* _Named object pointing entries_
──────────────────────────────
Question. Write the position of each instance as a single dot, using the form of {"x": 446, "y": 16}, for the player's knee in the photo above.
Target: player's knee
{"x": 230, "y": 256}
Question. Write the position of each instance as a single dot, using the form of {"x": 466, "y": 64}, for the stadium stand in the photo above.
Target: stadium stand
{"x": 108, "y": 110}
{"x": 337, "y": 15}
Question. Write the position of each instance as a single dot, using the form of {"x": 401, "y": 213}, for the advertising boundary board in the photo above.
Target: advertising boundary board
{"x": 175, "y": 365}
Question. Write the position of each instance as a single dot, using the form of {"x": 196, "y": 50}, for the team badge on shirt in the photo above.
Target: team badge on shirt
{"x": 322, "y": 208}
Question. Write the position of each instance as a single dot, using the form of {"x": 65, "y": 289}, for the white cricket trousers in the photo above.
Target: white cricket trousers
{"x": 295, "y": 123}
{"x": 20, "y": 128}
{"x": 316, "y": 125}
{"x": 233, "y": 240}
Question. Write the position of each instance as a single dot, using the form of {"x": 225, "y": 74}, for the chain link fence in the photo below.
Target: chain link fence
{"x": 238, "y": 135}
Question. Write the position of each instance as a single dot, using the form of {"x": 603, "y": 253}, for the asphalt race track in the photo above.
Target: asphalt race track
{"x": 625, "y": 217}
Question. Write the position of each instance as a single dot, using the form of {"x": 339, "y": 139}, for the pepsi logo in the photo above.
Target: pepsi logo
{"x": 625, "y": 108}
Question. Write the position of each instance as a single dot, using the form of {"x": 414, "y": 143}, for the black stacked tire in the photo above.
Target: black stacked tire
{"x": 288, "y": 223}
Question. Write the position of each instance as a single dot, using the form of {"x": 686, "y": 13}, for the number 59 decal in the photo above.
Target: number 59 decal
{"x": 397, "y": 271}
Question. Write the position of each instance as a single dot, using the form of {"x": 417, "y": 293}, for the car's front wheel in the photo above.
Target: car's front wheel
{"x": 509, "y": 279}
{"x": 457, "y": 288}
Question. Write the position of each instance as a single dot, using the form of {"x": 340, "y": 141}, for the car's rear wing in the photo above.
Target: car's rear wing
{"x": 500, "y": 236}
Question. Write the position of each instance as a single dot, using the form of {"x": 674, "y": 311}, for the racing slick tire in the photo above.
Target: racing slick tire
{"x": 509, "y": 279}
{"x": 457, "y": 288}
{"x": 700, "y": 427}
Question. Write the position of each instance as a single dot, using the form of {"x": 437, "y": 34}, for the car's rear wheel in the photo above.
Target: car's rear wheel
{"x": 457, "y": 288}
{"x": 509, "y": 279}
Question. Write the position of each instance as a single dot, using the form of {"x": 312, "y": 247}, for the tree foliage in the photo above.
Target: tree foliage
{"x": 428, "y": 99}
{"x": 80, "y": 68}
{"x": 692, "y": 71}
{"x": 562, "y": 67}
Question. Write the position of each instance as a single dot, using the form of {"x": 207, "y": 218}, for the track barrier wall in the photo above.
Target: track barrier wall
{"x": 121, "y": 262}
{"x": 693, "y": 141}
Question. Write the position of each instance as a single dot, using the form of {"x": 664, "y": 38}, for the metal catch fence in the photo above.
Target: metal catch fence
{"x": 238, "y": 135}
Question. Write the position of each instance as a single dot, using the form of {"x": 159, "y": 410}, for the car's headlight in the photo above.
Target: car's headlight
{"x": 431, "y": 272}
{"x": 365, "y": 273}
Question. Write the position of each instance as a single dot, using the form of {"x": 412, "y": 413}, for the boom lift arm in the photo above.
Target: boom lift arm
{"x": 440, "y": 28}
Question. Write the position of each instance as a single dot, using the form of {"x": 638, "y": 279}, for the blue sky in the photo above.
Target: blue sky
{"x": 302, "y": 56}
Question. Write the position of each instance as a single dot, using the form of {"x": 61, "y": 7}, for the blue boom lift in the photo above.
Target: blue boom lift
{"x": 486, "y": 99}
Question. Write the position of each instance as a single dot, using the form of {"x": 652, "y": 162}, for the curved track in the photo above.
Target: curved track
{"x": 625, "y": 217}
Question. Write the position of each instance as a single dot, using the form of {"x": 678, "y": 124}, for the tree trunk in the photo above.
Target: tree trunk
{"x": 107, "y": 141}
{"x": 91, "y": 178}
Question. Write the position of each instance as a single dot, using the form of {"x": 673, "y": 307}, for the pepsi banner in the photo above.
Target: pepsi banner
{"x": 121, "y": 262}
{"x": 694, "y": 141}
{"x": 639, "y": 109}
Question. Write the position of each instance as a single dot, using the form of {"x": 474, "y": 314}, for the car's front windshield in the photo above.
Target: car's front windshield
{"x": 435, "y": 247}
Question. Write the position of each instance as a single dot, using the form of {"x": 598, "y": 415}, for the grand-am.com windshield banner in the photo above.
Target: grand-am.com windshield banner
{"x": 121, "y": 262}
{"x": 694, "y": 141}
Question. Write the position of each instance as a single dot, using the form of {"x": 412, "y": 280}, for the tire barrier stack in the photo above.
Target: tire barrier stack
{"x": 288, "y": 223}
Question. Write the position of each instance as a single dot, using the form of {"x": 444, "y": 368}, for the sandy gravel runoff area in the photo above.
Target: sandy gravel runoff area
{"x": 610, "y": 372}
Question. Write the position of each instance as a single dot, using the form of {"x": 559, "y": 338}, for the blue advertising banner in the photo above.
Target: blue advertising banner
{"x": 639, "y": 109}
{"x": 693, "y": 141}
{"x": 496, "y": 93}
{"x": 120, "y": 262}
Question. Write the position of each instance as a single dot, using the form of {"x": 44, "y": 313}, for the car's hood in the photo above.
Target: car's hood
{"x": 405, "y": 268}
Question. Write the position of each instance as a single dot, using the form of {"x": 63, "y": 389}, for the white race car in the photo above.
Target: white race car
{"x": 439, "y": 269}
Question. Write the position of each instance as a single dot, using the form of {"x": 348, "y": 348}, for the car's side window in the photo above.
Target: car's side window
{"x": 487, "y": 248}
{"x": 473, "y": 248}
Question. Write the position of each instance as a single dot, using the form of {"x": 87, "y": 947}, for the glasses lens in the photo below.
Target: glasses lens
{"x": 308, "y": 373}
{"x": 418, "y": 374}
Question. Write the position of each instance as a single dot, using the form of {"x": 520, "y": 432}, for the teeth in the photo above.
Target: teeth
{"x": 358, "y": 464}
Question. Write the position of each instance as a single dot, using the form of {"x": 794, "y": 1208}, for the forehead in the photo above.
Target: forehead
──────────────────────────────
* _Exercise details_
Retype every entry above, word for word.

* _Complete output_
Question. Write the position of each instance as a single dot, using the form of {"x": 446, "y": 16}, for the player's knee in the photo above.
Target: player's knee
{"x": 230, "y": 256}
Question. Write the position of each instance as a single dot, using the form of {"x": 466, "y": 64}, for the stadium stand in the photo above.
Target: stadium stand
{"x": 108, "y": 110}
{"x": 337, "y": 15}
Question. Write the position of each instance as a single dot, using the form of {"x": 401, "y": 213}, for the advertising boundary board in the photo above.
Target: advertising boundary board
{"x": 175, "y": 365}
Question. Write the position of each instance as a single dot, using the form of {"x": 196, "y": 50}, for the team badge on shirt in the photo above.
Target: team badge on shirt
{"x": 322, "y": 208}
Question. Write the position of each instance as a single dot, using the form of {"x": 65, "y": 289}, for the white cricket trousers in the photo above.
Target: white cricket trousers
{"x": 295, "y": 123}
{"x": 20, "y": 128}
{"x": 316, "y": 125}
{"x": 233, "y": 240}
Question. Write the position of each instance as a single dot, using the form of {"x": 225, "y": 74}, for the chain link fence in the photo below.
Target: chain link fence
{"x": 238, "y": 135}
Question. Write the position of each instance as a single dot, using the form of {"x": 603, "y": 253}, for the asphalt race track in the photo above.
Target: asphalt race track
{"x": 625, "y": 217}
Question. Write the position of each instance as a single dot, using the form of {"x": 339, "y": 139}, for the pepsi logo in the photo above.
Target: pepsi logo
{"x": 625, "y": 108}
Question. Write the position of each instance as a single dot, using the form of {"x": 414, "y": 143}, for the black stacked tire in the photo above.
Target: black stacked tire
{"x": 288, "y": 223}
Question. Write the position of each instance as a single dot, using the form of {"x": 686, "y": 13}, for the number 59 decal in the photo above.
Target: number 59 decal
{"x": 397, "y": 271}
Question. Write the position of each instance as a single dot, using the form of {"x": 417, "y": 293}, for the car's front wheel in the photo above.
Target: car's front wheel
{"x": 509, "y": 279}
{"x": 457, "y": 288}
Question. Write the position of each instance as a single dot, using the form of {"x": 340, "y": 141}, for the car's rear wing in the photo above.
Target: car's rear wing
{"x": 500, "y": 236}
Question. Write the position of each instance as a single dot, using the form of {"x": 674, "y": 311}, for the racing slick tire in the photo above.
Target: racing slick tire
{"x": 509, "y": 279}
{"x": 457, "y": 288}
{"x": 700, "y": 427}
Question. Write the position of each instance as a single dot, using the form of {"x": 437, "y": 34}, for the car's rear wheel in the photo above.
Target: car's rear wheel
{"x": 457, "y": 288}
{"x": 509, "y": 279}
Question. Write the position of each instance as a single dot, using the form of {"x": 312, "y": 247}, for the tree foliage in the photo above.
Target: tree foliage
{"x": 428, "y": 99}
{"x": 80, "y": 68}
{"x": 692, "y": 71}
{"x": 562, "y": 67}
Question. Write the position of each instance as a single dot, using the form of {"x": 207, "y": 218}, for the track barrier wall in the photo above.
Target: track barrier wall
{"x": 121, "y": 262}
{"x": 693, "y": 141}
Question. Write the position of each instance as a single dot, using the form of {"x": 664, "y": 38}, for the metal catch fence in the photo above.
Target: metal catch fence
{"x": 238, "y": 135}
Question. Write the position of each instance as a single dot, using the form of {"x": 159, "y": 410}, for the car's headlight in the photo above.
Target: car's headlight
{"x": 431, "y": 272}
{"x": 365, "y": 273}
Question. Write the position of each instance as a single dot, using the form of {"x": 412, "y": 413}, for the boom lift arm in the photo above.
Target: boom lift arm
{"x": 440, "y": 28}
Question. Write the position of each instance as a single dot, using the form of {"x": 638, "y": 279}, for the blue sky in the photo above.
Target: blue sky
{"x": 302, "y": 56}
Question. Write the position of each instance as a single dot, using the form of {"x": 61, "y": 7}, for the blue boom lift in the photo above.
Target: blue boom lift
{"x": 486, "y": 99}
Question. Write the position of each instance as a single dot, using the form of {"x": 652, "y": 162}, for the curved track in the photo above.
Target: curved track
{"x": 625, "y": 217}
Question. Write the position of each instance as a single dot, using the form of {"x": 678, "y": 124}, for the tree trunk in the photo above.
Target: tree trunk
{"x": 107, "y": 141}
{"x": 91, "y": 178}
Question. Write the position of each instance as a single dot, using the form of {"x": 673, "y": 307}, for the pepsi banner in the photo above.
Target: pepsi banner
{"x": 121, "y": 262}
{"x": 694, "y": 141}
{"x": 639, "y": 109}
Question. Write the position of each instance as a single dot, using the form of {"x": 474, "y": 314}, for the car's front windshield in the photo above.
Target: car's front windshield
{"x": 435, "y": 247}
Question. Write the position of each instance as a single dot, using the form of {"x": 598, "y": 415}, for the grand-am.com windshield banner in the photo above.
Target: grand-am.com windshield banner
{"x": 121, "y": 262}
{"x": 694, "y": 141}
Question. Write the position of each instance as a single dot, using the form of {"x": 412, "y": 280}, for the tire barrier stack in the photo above.
Target: tire barrier stack
{"x": 288, "y": 223}
Question. Write the position of each instance as a single dot, using the form of {"x": 444, "y": 368}, for the sandy gravel runoff area in the photo above.
Target: sandy gravel runoff area
{"x": 610, "y": 372}
Question. Write the position of each instance as a single dot, using the form of {"x": 559, "y": 338}, for the blue advertising banner in the photo above.
Target: blue advertising banner
{"x": 639, "y": 109}
{"x": 693, "y": 141}
{"x": 496, "y": 93}
{"x": 120, "y": 262}
Question. Write the position of each instance as a single dot, using the form of {"x": 44, "y": 313}, for the car's hood in the photo above.
Target: car's hood
{"x": 405, "y": 268}
Question. Write the position of each instance as a single dot, using the form of {"x": 63, "y": 389}, for the white race car in the photo above.
Target: white race car
{"x": 439, "y": 269}
Question. Write the position of each instance as a single dot, using the form of {"x": 348, "y": 348}, for the car's side window in the photo above.
Target: car's side window
{"x": 487, "y": 248}
{"x": 473, "y": 248}
Question. Write the position of each instance as a single dot, using the form of {"x": 87, "y": 947}, for the glasses lens in the photo below.
Target: glasses lens
{"x": 308, "y": 373}
{"x": 418, "y": 374}
Question. Write the position of each instance as a single dot, using the form of {"x": 520, "y": 432}, for the teeth in the photo above.
Target: teeth
{"x": 358, "y": 464}
Question. Write the position of each instance as a single dot, using the form of {"x": 794, "y": 1208}, for the forehead in the photo above.
Target: forehead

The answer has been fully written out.